◆ Request
Please arrange the lines as a numbered list, leaving out blank lines, for only the part that opens with the line containing "Where can the white t-shirt" and closes with the line containing "189], [498, 235]]", both included.

◆ Material for this exercise
────

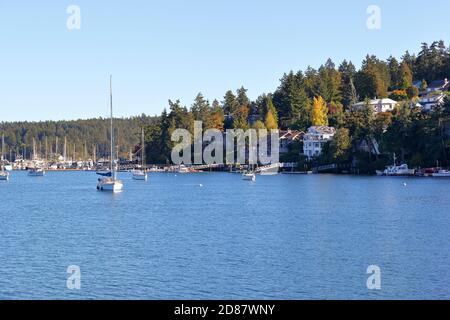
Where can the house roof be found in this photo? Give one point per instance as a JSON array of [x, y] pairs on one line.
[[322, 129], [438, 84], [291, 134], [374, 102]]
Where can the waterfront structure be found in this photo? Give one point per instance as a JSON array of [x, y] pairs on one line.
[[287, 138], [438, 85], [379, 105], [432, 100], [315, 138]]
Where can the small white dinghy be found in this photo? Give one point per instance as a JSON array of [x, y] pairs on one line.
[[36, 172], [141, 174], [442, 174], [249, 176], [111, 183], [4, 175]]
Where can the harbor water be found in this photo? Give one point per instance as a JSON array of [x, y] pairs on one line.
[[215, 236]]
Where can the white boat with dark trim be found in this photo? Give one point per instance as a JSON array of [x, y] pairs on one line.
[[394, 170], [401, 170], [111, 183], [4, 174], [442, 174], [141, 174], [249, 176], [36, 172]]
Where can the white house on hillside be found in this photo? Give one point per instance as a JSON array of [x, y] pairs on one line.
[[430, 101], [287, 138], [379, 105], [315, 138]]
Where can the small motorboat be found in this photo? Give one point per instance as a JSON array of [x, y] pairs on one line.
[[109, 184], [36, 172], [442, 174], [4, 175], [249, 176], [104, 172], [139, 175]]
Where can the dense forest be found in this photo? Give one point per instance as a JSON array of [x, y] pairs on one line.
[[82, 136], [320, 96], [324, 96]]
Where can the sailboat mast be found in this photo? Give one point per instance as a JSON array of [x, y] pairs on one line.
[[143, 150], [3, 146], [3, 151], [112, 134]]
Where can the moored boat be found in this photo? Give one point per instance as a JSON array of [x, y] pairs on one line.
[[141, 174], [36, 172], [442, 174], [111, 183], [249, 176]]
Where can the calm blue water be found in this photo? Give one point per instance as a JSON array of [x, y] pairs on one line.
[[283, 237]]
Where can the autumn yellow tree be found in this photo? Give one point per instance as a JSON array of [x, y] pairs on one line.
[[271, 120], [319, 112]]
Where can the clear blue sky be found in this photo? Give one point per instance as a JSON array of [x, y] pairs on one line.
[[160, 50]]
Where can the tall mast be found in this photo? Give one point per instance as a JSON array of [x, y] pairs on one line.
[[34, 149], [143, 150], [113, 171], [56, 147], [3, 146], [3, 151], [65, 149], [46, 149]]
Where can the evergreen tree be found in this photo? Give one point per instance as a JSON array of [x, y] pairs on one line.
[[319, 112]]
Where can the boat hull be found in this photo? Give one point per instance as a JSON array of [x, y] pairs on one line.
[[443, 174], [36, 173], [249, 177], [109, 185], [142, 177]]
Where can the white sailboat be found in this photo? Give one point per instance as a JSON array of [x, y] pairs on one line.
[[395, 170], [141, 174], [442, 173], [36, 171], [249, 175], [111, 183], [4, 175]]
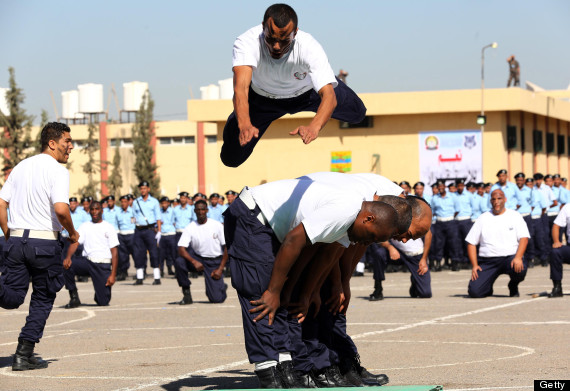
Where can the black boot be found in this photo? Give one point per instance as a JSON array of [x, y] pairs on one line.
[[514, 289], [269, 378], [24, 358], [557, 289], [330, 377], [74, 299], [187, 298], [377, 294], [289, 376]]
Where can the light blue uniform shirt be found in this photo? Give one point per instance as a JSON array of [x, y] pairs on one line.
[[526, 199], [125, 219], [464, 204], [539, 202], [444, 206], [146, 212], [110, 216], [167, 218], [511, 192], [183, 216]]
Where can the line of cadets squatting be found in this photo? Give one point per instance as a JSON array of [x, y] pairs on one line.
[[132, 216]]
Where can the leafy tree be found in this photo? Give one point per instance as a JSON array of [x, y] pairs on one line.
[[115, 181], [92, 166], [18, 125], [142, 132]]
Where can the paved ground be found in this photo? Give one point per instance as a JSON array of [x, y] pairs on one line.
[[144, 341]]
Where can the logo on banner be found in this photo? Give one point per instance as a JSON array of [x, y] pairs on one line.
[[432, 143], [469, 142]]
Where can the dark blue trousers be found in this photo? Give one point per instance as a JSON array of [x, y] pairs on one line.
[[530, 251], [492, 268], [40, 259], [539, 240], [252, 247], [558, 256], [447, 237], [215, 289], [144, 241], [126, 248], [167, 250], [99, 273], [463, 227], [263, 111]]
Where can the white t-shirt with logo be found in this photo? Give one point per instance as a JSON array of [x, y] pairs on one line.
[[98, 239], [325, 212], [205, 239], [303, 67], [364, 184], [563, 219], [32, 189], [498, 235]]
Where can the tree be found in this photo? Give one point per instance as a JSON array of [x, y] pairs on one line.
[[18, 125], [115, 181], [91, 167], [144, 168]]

────

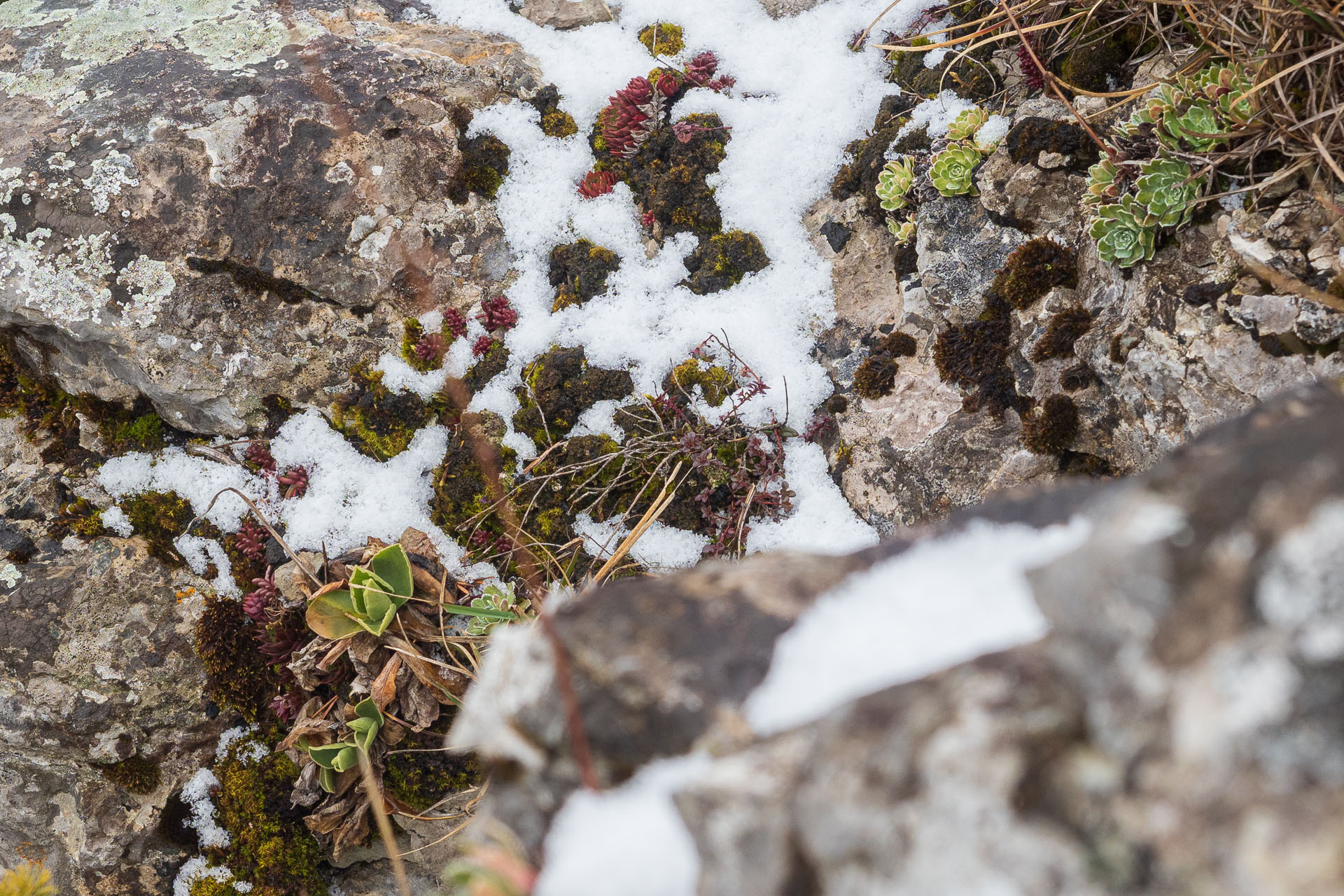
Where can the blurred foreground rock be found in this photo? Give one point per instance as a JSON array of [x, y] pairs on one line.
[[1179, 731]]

────

◆ Complete answer
1. Where can the white t-shirt with logo be found in this photo? Give one point per instance as a JSON array of [x, y] pairs on one line.
2. [[98, 239], [325, 212], [205, 239], [303, 67], [364, 184], [563, 219], [32, 189], [498, 235]]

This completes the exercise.